Document text:
===
I was up in Broomfield for the Colorado state Democratic Assembly yesterday. The Republicans held their event simultaneously. In case you missed the big news, of the four major statewide races (governor and U.S. Senate in both parties), three of them were won yesterday by people who were not their party's presumed frontrunners. On the Democratic side, Andrew Romanoff beat out Michael Bennet for the Senate nod by about 20 points. On the Republican side, Ken Buck won the Senate contest (presumed nominee Jane Norton decided not to compete) and Dan Maes narrowly beat out presumed gubernatorial nominee Scott McInnis.
What does this mean? In practical terms, not all that much. Winning at the state assembly means you get top line on the primary ballot in August. The research on the effect of ballot order is mixed, but generally leans toward the conclusion that the vote impact of being first on the ballot as opposed to second is either small or nonexistent. (This paper from Michael Alvarez, Betsy Sinclair, and Richard Hasen does a nice job reviewing the legal and political science research on the topic.)
Now, if a candidate doesn't get at least 30% of the assembly vote, she does not get to appear on the primary ballot at all, although she can later petition onto it. Only if a candidate fails to achieve 10% of the vote is she actually prevented from continuing as a candidate.
What does winning at the assembly mean politically? Well, it provides a short-term media story -- party activists reject presumed frontrunner -- but that quickly fades. And really, at this point, it's odd that it even generates that much media interest. A thorough scholarly review of the Colorado assembly/convention system has yet to be done, but the available evidence suggests that it often ends like it did yesterday, with the party activists rejecting the presumed frontrunner.
Why is that? Well, the party insiders who anoint a frontrunner don't wait until May of an election year to go about their business. Those who are really influential at this level -- and here I'm talking about the businesspeople who picked McInnis and helped pressure Josh Penry out of the race, and of course President Obama and his involvement on Bennet's behalf -- did their work back in 2009. They made judgments based on what they knew about the candidates and the state and on what they expected the political environment to be like by the fall of 2010. These sorts of insiders are ideological but have a pragmatic streak; they want to win. So, to some extent, they err on the side of caution, looking for candidates who stand for something but are still moderate enough to win with some margin of safety. So they pick a Scott McInnis, who has solid GOP credentials but whose commitments to the pro-life and Tea Party causes are less than certain. They pick a Michael Bennet, who is well within the mainstream of his party in the Senate but is hardly a rabid left-winger. And so on.
===
Record set:
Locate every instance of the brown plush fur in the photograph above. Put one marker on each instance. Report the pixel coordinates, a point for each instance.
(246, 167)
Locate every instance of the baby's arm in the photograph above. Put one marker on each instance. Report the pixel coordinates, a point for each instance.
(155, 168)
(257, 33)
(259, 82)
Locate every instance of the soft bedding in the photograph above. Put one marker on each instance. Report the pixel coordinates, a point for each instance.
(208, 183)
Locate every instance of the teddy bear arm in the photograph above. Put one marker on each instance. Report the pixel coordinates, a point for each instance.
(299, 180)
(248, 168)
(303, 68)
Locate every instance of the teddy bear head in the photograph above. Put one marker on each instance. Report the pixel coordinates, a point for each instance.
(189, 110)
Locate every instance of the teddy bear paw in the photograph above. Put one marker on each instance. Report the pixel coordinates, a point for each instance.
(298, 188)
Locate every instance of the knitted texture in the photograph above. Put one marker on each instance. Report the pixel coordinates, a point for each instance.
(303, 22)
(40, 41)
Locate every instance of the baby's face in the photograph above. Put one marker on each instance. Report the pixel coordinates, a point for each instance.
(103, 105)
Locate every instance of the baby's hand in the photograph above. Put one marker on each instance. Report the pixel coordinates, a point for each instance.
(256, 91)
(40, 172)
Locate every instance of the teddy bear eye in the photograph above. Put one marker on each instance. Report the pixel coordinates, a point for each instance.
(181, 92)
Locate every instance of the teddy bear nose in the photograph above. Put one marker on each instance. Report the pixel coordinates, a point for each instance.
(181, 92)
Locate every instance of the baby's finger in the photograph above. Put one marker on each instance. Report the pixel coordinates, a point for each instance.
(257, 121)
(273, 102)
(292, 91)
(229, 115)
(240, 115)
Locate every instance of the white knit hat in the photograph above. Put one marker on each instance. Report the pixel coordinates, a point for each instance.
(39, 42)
===
Tasks to perform:
1. Answer these questions about the article on the Colorado party assemblies:
(a) By about how many points did Andrew Romanoff beat Michael Bennet for the Senate nod?
(b) What share of the assembly vote must a candidate get to appear on the primary ballot without petitioning onto it?
(c) In what year did the influential insiders do their work of picking frontrunners?
2. Write the passage that follows the last paragraph of the article on the Colorado party assemblies.

Responses to the exercise:
1.
(a) About 20 points.
(b) At least 30%.
(c) 2009.

2.
And then we get to the caucus-assembly process, a three-stage procedure involving ever-more-hardcore party activists with each successive stage. And they're basically asked, Do you like the relatively centrist presumed nominee you've been handed? Of course they're going to say no. They're activists. They're way toward the ideological extremes. They believe a) that a more ideologically extreme candidate can still get elected if given half a chance; and, b) that losing an election once in a while isn't as bad as selling out everything you believe in. So they stand up and say, We want a different nominee! We should expect to see this by now. Really, it would be remarkable to find the party activists embracing the presumed nominee. That sort of happened among Democrats with Mark Udall in 2008, but even he had a challenger within the party. It's rare.
So, in sum, the whole assembly/convention thing doesn't actually matter that much. It rarely disqualifies a candidate with any sort of serious backing, and it provides the winner little more than bragging rights. Which begs the question, why do we do it? I mean, reasonable people may disagree over whether party activists should have the power to pick or reject nominees like they do in Utah -- but at least there it matters. The Colorado system seems more like a chance for activists to express preferences but with little actual power to see them enacted. At this point, based on everything I know about how primary elections actually work, I would say the odds still strongly favor Bennet, McInnis, and Norton winning the August primaries. I'd love to be proven wrong, of course (I am a Romanoff delegate, after all), but given where the money and endorsements are, that's the likely outcome.
So why are we doing this?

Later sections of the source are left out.